Document extract:

Use the Frequency and time value to speed up simulation of systems with a single nominal frequency. For more information, see Frequency and Time Simulation Mode.

Choose nonlinear index reduction method best suited for the network connected to the Solver Configuration block:

  • Derivative replacement — In this method, parts of the DAE are differentiated analytically and appended to the original system. For each additional equation, a derivative is selected to be replaced by a new algebraic variable called a dummy derivative. For more information, see https://epubs.siam.org/doi/abs/10.1137/0914043?journalCode=sjoce3. This option corresponds to the nonlinear index reduction method used in previous releases. It is recommended that you start with this method.

  • Projection — Use this option if the Derivative replacement method fails due to issues with dynamic state selection.

  • None — If your model does not contain nonlinear high-index DAEs, use this option to completely bypass nonlinear index reduction and remove the analysis overhead.

By default, when this check box is cleared, simulation starts from the initial state obtained from the initial conditions computation.

When you select this check box, the solver attempts to find the steady state that would result if the inputs to the system were held constant for a sufficiently large time. For more information, see Initial Conditions Computation. Simulation then starts from this steady state.

For models compatible with frequency-and-time equation formulation, when you select this check box, the solver attempts to perform sinusoidal steady-state initialization. In other words, initialization is performed using frequency-time equations, and then the simulation proceeds using the actual equation formulation and other options selected in the Solver Configuration block. For more information, see Frequency and Time Simulation Mode.

Note

Using the Initial state option on the Data Import/Export pane of the Configuration Parameters dialog box overrides the Start simulation from steady state option.

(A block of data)
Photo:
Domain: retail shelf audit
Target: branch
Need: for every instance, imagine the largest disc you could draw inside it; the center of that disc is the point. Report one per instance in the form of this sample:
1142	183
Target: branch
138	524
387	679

==

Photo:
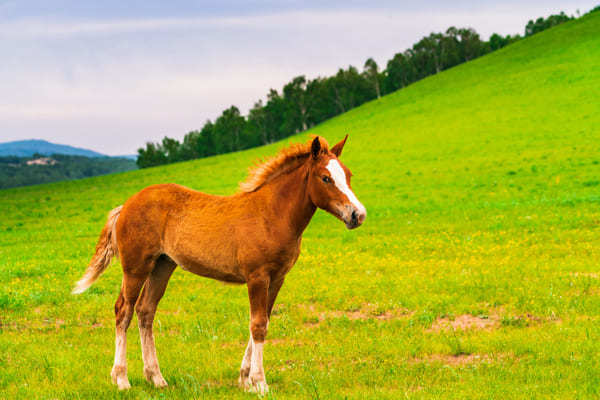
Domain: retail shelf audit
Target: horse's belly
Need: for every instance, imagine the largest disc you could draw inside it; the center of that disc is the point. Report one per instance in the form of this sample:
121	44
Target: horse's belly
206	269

Tasks and exercises:
(A) List the nonlinear index reduction methods named in the solver settings extract.
(B) Resume the solver settings extract after its final note and continue it.

Task answers:
(A) Derivative replacement, Projection, None

(B)
This parameter affects the nonlinear solver used for computing initial conditions and for transient initialization. Select the state-based tolerance source:

  • Model AbsTol and RelTol — Use the model tolerance settings, specified as Absolute tolerance and Relative tolerance parameters on the Solver pane of the Configuration Parameters dialog box.

  • Local tolerance settings — Replace the model tolerance settings with local values. When you select this option, the Absolute tolerance and Relative tolerance parameters appear in the Solver Configuration block dialog box.

Independent of whether you use the model tolerances or the local tolerance settings, the Tolerance factor parameter provides a scaling factor for these values. The resulting value determines how accurately the algebraic constraints are to be satisfied at the beginning of simulation and after every discrete event (for example, a discontinuity resulting from a valve opening, a hard stop, and so on).

Specify a local value to be used for computing initial conditions and for transient initialization, instead of using the Absolute tolerance parameter on the Solver pane of the Configuration Parameters dialog box.

Dependencies

To enable this parameter, set Consistency tolerance to Local tolerance settings.

Specify a local value to be used for computing initial conditions and for transient initialization, instead of using the Relative tolerance parameter on the Solver pane of the Configuration Parameters dialog box.

Dependencies

To enable this parameter, set Consistency tolerance to Local tolerance settings.

This parameter provides the scaling factor for the state-based absolute and relative tolerances, independent of whether you use the model tolerances or the local tolerance settings. Decrease the parameter value (that is, tighten tolerance) to obtain a more reliable time simulation. Increase the parameter value (that is, relax the tolerance) if solving for initial conditions failed to converge, or to reduce the computation time.

Lets you use a sample-based local solver with a sample time specified by the Sample time parameter. In sample-based simulation, all the physical network states, which are otherwise continuous, become represented to Simulink® as discrete states. The solver updates the states once per time step. This option is especially useful for generated code or hardware-in-the-loop (HIL) simulations.

Note

If you use a local solver, simultaneous use of Simulink or Simulink Control Design™ linearization tools is not recommended.

Select the solver type used for updating the states:

  • Backward Euler — Tends to damp out oscillations, but is more stable, especially if you increase the time step.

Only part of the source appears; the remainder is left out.